Without the pictures, set down everything in the listing exactly.

Provided data
━━━━━━━━━━━━━━━━━━━━━━━━━━━━━━

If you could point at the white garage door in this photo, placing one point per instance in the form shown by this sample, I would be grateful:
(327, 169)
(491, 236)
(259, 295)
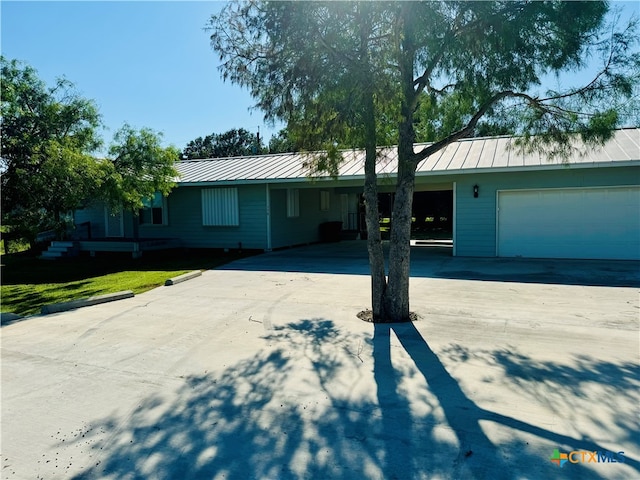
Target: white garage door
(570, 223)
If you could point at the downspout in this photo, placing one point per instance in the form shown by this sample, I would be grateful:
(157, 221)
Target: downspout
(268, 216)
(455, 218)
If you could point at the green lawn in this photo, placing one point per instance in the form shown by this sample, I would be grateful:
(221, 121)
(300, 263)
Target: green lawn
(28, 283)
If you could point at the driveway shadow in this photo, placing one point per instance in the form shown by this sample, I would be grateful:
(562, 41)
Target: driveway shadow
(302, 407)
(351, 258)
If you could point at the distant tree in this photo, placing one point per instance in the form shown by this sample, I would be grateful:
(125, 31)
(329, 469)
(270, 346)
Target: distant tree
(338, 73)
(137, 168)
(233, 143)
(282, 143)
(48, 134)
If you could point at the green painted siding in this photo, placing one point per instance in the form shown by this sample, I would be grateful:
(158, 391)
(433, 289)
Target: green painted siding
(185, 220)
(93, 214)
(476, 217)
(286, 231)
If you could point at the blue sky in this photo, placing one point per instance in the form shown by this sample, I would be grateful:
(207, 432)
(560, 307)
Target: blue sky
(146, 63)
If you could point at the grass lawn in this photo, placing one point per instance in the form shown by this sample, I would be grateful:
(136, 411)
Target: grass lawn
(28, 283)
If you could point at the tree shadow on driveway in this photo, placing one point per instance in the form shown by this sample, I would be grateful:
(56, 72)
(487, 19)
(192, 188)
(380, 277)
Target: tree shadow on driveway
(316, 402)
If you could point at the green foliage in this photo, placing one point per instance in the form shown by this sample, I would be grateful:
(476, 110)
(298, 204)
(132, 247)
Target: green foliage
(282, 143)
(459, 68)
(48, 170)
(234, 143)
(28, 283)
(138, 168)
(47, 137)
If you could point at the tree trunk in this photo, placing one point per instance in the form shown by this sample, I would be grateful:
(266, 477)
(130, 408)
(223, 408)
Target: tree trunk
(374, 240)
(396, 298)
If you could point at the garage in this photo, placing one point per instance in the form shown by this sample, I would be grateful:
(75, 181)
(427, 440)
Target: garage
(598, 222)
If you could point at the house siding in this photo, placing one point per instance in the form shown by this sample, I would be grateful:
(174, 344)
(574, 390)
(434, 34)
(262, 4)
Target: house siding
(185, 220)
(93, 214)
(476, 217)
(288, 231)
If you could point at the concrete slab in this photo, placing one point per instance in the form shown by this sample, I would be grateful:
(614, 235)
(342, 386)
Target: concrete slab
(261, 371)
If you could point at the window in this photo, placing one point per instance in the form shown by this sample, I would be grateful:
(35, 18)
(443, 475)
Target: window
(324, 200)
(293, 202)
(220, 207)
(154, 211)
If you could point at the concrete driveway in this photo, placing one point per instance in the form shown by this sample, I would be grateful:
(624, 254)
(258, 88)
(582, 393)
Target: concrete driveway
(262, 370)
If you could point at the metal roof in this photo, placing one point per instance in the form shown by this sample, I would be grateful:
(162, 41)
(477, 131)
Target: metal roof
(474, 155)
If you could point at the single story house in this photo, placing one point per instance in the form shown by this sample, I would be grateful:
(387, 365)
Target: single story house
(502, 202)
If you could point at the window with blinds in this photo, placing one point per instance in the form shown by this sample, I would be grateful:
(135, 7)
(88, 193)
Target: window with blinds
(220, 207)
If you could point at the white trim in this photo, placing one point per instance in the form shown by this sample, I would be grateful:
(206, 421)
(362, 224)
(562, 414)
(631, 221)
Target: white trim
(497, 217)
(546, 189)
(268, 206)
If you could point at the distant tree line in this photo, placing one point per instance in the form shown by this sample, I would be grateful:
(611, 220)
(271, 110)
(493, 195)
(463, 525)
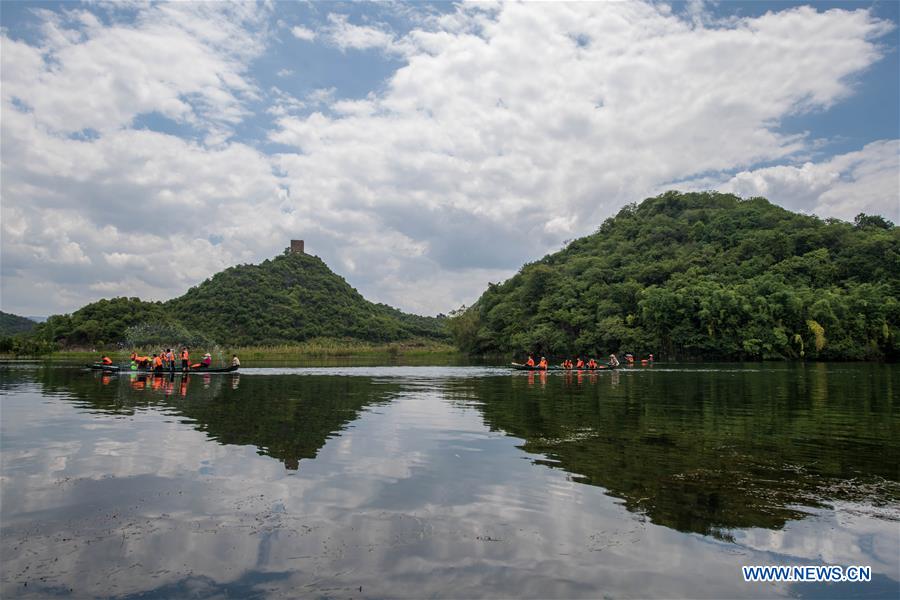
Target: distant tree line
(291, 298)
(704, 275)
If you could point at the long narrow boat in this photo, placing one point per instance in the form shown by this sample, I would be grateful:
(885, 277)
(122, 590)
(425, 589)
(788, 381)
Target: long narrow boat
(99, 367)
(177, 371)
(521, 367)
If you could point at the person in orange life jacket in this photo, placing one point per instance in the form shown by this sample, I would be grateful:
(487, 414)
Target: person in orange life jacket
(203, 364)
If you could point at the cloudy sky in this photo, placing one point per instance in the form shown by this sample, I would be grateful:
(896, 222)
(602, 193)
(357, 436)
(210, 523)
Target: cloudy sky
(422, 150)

━━━━━━━━━━━━━━━━━━━━━━━━━━━━━━

Result for this task
If you could point at the white garage door in this photo, placing one point per instance in the form shown by this sample, I would be grateful:
(327, 169)
(491, 236)
(259, 295)
Target: white garage door
(570, 223)
If you could point at the downspout in this photo, placing one point per instance in the form shown by this sample, I would be grateful:
(157, 221)
Target: downspout
(268, 216)
(455, 218)
If you could point at the green lawn in this photo, placing one point per instance in the form shown by this sample, I would be grateful:
(221, 121)
(300, 263)
Target: green lawn
(28, 283)
If you could point at the driveway shadow in this photo, placing one point per instance in the form shown by this sample, I would be grateful:
(562, 41)
Target: driveway shadow
(302, 407)
(351, 258)
If you could point at the distant tree in this photo, placing one point per instance in the form shown by this sample, I would be grateful:
(125, 31)
(329, 469)
(270, 346)
Target: distant tree
(338, 73)
(137, 168)
(233, 143)
(282, 143)
(48, 134)
If you could point at the green painted siding in this photo, placing one point per instance in the form shown by this sample, I would be grateful:
(158, 391)
(433, 289)
Target: green painted siding
(185, 220)
(93, 214)
(476, 217)
(286, 231)
If you could point at the blue sky in this photo, placing one point per instance in the form shown by this sample, I would be grateful:
(207, 432)
(560, 307)
Target: blue sky
(146, 63)
If you could point at the grass lawn in this photo, placing one point per instance in the form shown by this sample, I would be grateful:
(136, 411)
Target: grass lawn
(28, 283)
If you could point at the tree shadow on driveway in this photo, placing one point per instance in the form shown by this sample, I would be grateful:
(56, 72)
(487, 19)
(192, 188)
(380, 277)
Target: tree shadow on driveway
(316, 402)
If you could point at the green foliage in this photo, placing one point per instance in the form shown by this sample, I would be grateful:
(476, 110)
(298, 204)
(132, 247)
Target: green foliage
(282, 143)
(459, 68)
(48, 170)
(234, 143)
(28, 283)
(138, 168)
(47, 137)
If you could point at the tree trunk in this photo, placing one point per instance in the form shown by this sample, I would be grateful:
(266, 477)
(130, 408)
(223, 408)
Target: tree trunk
(374, 240)
(396, 298)
If you could point at the garage in this photo, placing one point per instance in the form shown by this sample, I would be grateful:
(75, 181)
(427, 440)
Target: garage
(598, 222)
If you could point at the house siding in this photo, placing one point per instance in the form shown by this sample, I would be grateful:
(174, 344)
(574, 390)
(434, 34)
(262, 4)
Target: house siding
(185, 220)
(93, 214)
(476, 217)
(288, 231)
If you could point at the concrete slab in this photo, placing one point per instance in the form shown by this sample, I would be grateful:
(614, 235)
(342, 386)
Target: concrete slab
(261, 371)
If you could point at the window in this photo, placing one point per instance in the form shown by this sample, I would be grateful:
(35, 18)
(443, 475)
Target: window
(324, 200)
(293, 202)
(220, 207)
(154, 211)
If you could point at the concrete driveway in this photo, placing one point per instance in the form shown by this sample, I would be grateful:
(624, 254)
(258, 88)
(582, 393)
Target: concrete driveway
(262, 370)
If you could point at the metal roof in this photo, placing one point per instance in the form shown by this sample, I would be grateful:
(162, 41)
(477, 131)
Target: metal roof
(474, 155)
If you could point at the single story house in this photo, placing one point per instance in the form shown by this sample, I would be grateful:
(387, 365)
Target: single story house
(502, 202)
If you could point at the window with blinds in this photo, placing one point per instance in the form shown by this sample, I would be grateful:
(135, 7)
(88, 193)
Target: window with blinds
(220, 207)
If you could point at the white trim in this photo, placing one point per instance in the form shown by this sample, I would be grateful:
(206, 421)
(362, 224)
(562, 414)
(631, 221)
Target: white trim
(497, 217)
(546, 189)
(268, 206)
If you could point at the distant tree line in this photo, placing one point per instance in the form shown by this sample, I would be grateful:
(611, 220)
(271, 110)
(493, 195)
(463, 525)
Target: distant tree line
(291, 298)
(704, 275)
If you could point at the long narrow boat in this photo, placing one point per instance in the form shown by this sample, I would be grateful:
(885, 277)
(122, 590)
(425, 589)
(788, 381)
Target: long narrow boat
(99, 367)
(177, 371)
(521, 367)
If you could point at the person in orange life jacket in this photo, placing one point per instance in the form shown by this sample, I would be grateful:
(487, 414)
Target: person in orange life jacket
(203, 364)
If you could point at the cloudy sky in this photo, placing one point per instance in the form shown by this sample, I would be grateful:
(896, 222)
(602, 193)
(357, 436)
(210, 523)
Target: cloudy sky
(422, 150)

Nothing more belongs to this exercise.